**Data records**
-=-=-
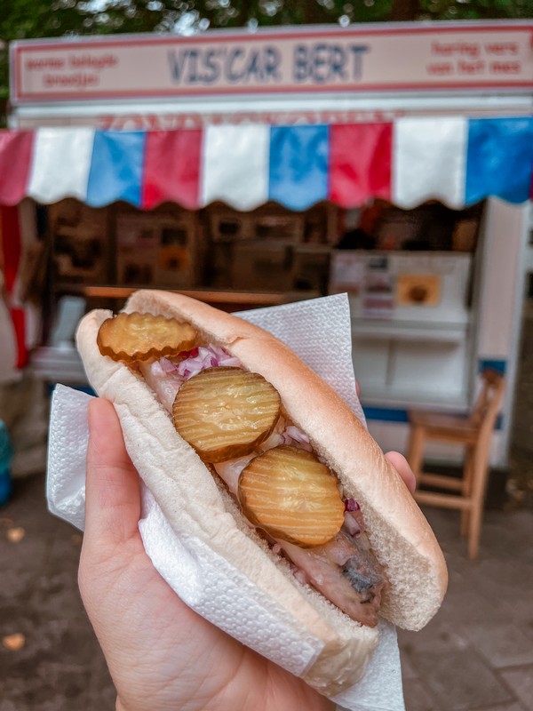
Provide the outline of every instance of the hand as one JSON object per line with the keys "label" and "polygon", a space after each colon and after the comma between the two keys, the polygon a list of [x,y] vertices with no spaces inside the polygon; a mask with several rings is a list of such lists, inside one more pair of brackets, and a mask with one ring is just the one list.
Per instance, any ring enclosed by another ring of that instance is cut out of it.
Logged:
-=-=-
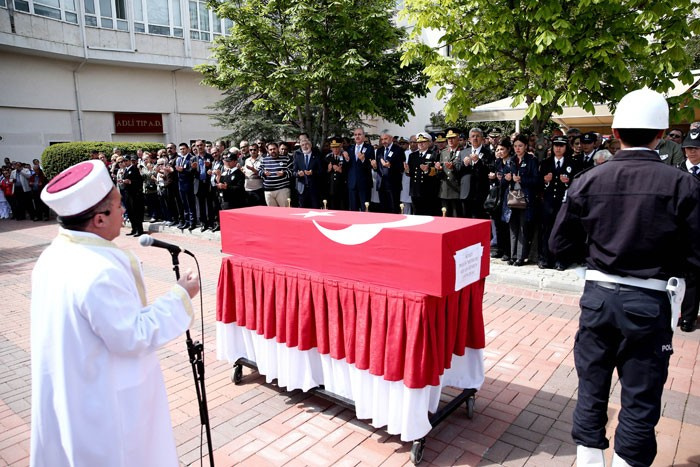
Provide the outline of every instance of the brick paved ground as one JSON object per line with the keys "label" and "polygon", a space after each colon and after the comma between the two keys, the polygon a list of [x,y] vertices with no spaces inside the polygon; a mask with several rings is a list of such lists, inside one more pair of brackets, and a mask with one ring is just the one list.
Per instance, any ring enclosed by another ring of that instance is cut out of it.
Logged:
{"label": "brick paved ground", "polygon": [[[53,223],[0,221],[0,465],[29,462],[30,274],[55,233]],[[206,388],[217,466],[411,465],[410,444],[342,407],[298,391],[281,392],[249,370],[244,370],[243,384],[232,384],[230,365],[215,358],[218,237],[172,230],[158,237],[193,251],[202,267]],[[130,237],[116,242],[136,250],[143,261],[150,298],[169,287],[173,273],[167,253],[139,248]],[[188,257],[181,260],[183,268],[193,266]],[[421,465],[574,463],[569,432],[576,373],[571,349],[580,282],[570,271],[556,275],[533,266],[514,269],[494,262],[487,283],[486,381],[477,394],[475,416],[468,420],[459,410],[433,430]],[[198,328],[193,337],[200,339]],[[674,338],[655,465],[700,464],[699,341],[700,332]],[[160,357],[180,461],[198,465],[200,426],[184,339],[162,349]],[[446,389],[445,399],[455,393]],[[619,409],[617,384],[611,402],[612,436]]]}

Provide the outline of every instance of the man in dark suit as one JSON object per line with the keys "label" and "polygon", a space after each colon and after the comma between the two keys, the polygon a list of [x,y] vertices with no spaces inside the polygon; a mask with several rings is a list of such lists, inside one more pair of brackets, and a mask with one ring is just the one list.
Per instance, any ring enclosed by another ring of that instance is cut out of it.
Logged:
-=-=-
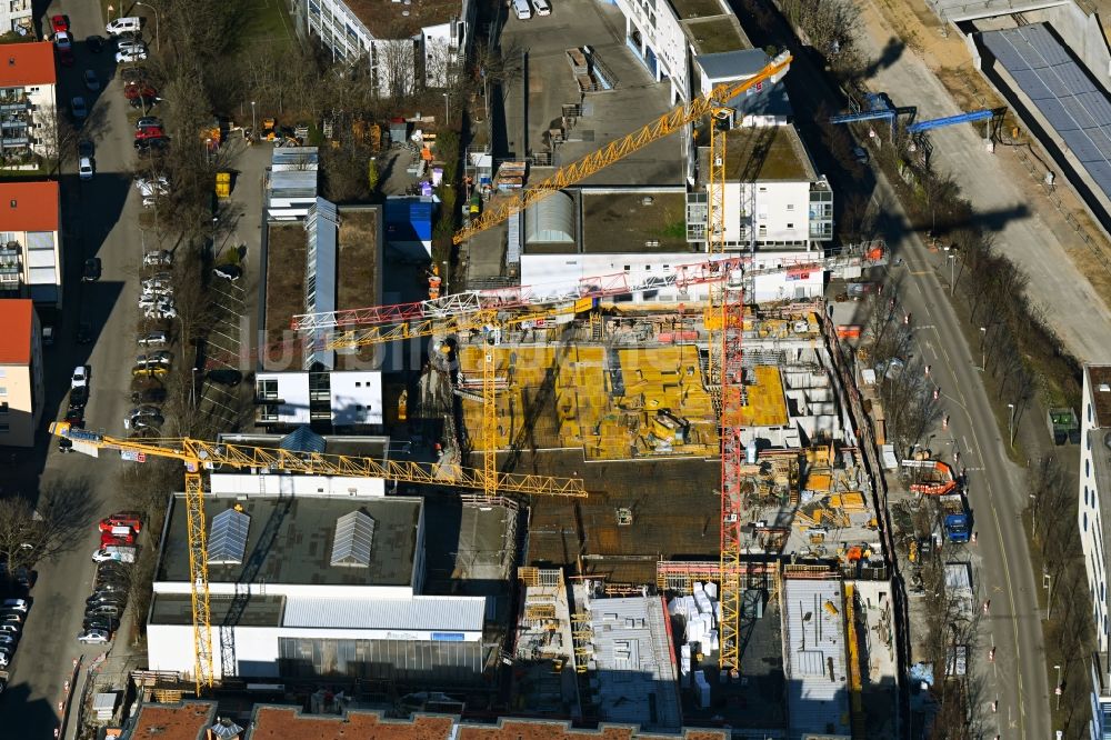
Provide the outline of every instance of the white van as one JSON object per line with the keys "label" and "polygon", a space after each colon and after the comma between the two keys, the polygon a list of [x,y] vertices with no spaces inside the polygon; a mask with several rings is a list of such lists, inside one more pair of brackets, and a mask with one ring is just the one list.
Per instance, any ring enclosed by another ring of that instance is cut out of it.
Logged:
-=-=-
**What needs to be done**
Identify each line in the entries that contains the string "brick", matching case exactly, and copy those lines.

**The output**
Provide the outline of every instance of the brick paved ground as one JSON object per line with the keys "label" and "polygon", a space after each colon and after the comma between the two keys, the polygon a list of [x,y] vertices with no spaces inside the polygon; a mask with several rings is a list of such lists, inside one more pair of brackets, and a mask with one ring is just the one list.
{"label": "brick paved ground", "polygon": [[[53,223],[0,221],[0,465],[29,462],[30,274],[55,233]],[[206,388],[217,466],[411,465],[410,444],[342,407],[298,391],[281,392],[249,370],[244,370],[243,384],[232,384],[230,365],[215,358],[218,237],[172,230],[158,237],[193,251],[202,267]],[[130,237],[116,242],[136,250],[143,261],[150,298],[169,287],[173,273],[167,253],[139,248]],[[188,257],[181,260],[183,268],[193,266]],[[421,465],[574,463],[569,432],[576,373],[571,349],[580,282],[570,271],[556,275],[533,266],[514,269],[494,262],[487,283],[486,381],[477,394],[475,416],[468,420],[459,410],[433,430]],[[198,328],[193,337],[200,339]],[[674,338],[655,465],[700,464],[699,341],[700,332]],[[160,357],[180,461],[198,465],[200,426],[184,339],[162,349]],[[446,389],[445,399],[455,393]],[[619,409],[617,384],[611,402],[612,436]]]}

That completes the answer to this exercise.